> _Requirement_
Reproduce every line of the entries below without changing anything.

start Records to use

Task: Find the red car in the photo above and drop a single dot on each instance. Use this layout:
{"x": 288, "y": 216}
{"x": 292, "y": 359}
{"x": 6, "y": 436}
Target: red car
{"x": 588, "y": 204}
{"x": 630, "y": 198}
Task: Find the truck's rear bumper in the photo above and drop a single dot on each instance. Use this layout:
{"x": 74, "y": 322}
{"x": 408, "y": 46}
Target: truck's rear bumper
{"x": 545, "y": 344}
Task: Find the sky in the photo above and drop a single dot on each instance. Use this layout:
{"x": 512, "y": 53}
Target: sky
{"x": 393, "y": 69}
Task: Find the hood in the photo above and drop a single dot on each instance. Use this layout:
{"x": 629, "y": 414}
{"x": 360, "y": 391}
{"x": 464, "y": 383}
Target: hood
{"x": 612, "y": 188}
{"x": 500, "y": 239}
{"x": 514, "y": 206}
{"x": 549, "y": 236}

end Records to use

> _Exercise output_
Task: Find the red car in the photo above and drop a single dot on each instance. Use this layout:
{"x": 288, "y": 216}
{"x": 292, "y": 359}
{"x": 6, "y": 436}
Target: red car
{"x": 588, "y": 204}
{"x": 630, "y": 198}
Task: Find the truck's rear bumper in the photo above and drop a single dot on each instance. Use this layout:
{"x": 74, "y": 322}
{"x": 408, "y": 46}
Target: truck's rear bumper
{"x": 545, "y": 344}
Task: Find the sky in the photo above and drop a single dot on each instance. Use this layout:
{"x": 512, "y": 53}
Target: sky
{"x": 393, "y": 69}
Task: Find the hood in the photo above and drop a single dot on each instance. Use this layout:
{"x": 629, "y": 414}
{"x": 360, "y": 391}
{"x": 464, "y": 383}
Target: hood
{"x": 612, "y": 188}
{"x": 500, "y": 239}
{"x": 514, "y": 206}
{"x": 549, "y": 236}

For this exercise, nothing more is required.